> **PROBLEM DETAILS**:
Answer these questions from the text on Nationally Recognized Testing Laboratories:
(a) Which U.S. agency uses the term "Nationally Recognized Testing Laboratory"?
(b) How many types of products, devices, assemblies, or systems must be approved by these laboratories?
(c) Which standards organization is given as an example, and what is its full name?
**** SELECTED TEXT
= Nationally Recognized Testing Laboratory =

OSHA-approved testing labs

Nationally Recognized Testing Laboratory is the term used by the United States Occupational Safety and Health Administration to identify third-party organizations that have the necessary qualifications to perform safety testing and certification of products covered within OSHA and each organization's scopes. The testing and certification are conducted in accordance with U.S. consensus-based product safety test standards developed or issued by U.S. standards organizations

== Description ==
The United States Occupational Safety and Health Administration (OSHA) requires that 38 different types of products, devices, assemblies, or systems used in the workplace be "approved" (i.e., tested and certified) by third-party organizations identified as Nationally Recognized Testing Laboratories (NRTLs). As part of OSHA's NRTL Program, the recognition is to testing facilities acknowledging that the organizations have the necessary qualifications to perform safety testing and certification of specific products covered within their scopes to provide product safety testing and certification services to manufacturers for use of select types of products, devices, assemblies, or systems. The testing and certification are conducted in accordance with U.S. consensus-based product safety test standards. These test standards are not developed or issued by OSHA but by U.S. standards organizations (e.g., ANSI, the American National Standards Institute) arrived at by consensus amongst representatives of other standards organizations, government agencies, consumer groups, companies, and others. The range of products covered is limited to those items for which OSHA safety standards require "certification" by an NRTL.
********
**** RECORDS SUPPLIED
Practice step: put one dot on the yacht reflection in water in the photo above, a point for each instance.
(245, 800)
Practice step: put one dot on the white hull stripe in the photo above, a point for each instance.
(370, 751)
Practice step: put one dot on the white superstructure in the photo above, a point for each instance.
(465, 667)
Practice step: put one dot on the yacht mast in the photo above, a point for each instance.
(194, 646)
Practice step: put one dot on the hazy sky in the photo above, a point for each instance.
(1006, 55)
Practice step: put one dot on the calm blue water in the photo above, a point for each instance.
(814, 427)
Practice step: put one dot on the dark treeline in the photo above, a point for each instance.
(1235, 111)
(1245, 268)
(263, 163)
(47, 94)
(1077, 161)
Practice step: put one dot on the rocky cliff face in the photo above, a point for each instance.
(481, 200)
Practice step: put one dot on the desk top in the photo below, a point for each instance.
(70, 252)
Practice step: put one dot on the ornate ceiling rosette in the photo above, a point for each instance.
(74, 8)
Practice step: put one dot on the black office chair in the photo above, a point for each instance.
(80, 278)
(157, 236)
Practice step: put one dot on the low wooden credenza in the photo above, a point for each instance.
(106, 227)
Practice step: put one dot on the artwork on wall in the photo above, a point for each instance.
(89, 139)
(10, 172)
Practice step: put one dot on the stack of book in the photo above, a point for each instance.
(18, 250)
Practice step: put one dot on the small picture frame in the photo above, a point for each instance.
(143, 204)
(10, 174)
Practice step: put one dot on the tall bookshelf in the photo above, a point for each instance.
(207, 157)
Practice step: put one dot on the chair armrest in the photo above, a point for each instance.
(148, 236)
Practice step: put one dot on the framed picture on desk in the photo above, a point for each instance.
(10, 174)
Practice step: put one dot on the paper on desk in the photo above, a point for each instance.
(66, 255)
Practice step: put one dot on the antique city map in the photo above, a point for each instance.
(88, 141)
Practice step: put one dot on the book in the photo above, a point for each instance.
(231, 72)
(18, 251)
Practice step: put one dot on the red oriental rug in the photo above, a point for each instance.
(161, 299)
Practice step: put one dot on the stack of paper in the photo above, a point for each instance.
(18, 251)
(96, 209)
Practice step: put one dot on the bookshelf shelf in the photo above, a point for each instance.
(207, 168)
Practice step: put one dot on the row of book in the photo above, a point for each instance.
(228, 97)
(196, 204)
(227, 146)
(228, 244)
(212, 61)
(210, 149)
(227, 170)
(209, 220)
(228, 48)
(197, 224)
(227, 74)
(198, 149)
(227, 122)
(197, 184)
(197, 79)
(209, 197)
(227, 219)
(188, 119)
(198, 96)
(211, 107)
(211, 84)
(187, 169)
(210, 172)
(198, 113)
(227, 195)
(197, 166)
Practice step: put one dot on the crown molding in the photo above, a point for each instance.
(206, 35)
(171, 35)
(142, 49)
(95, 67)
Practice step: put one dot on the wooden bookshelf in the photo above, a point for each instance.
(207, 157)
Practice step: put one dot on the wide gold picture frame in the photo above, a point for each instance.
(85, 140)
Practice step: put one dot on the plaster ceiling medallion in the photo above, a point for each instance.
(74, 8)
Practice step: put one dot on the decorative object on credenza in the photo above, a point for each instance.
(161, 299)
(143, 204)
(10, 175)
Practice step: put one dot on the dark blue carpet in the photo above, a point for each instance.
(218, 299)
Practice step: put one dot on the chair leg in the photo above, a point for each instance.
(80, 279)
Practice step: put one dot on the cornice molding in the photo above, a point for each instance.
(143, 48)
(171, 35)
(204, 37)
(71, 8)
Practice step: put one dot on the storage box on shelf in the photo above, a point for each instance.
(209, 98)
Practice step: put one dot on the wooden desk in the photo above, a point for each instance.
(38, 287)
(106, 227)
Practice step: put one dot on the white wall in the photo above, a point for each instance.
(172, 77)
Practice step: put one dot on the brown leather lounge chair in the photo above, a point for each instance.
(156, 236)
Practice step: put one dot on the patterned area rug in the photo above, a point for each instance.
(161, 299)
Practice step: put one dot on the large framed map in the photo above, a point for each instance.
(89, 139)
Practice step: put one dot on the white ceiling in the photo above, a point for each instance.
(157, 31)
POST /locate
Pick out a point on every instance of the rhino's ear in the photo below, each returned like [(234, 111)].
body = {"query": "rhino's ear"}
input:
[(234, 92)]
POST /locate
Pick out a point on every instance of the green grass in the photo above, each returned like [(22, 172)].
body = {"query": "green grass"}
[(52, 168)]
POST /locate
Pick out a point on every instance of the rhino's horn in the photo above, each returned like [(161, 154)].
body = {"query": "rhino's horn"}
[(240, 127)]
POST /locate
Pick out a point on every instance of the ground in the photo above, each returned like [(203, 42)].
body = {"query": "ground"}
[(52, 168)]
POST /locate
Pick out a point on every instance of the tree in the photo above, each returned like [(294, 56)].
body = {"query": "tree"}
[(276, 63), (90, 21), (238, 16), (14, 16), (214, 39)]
********
> **FINAL RESULT**:
(a) The United States Occupational Safety and Health Administration (OSHA).
(b) 38.
(c) ANSI, the American National Standards Institute.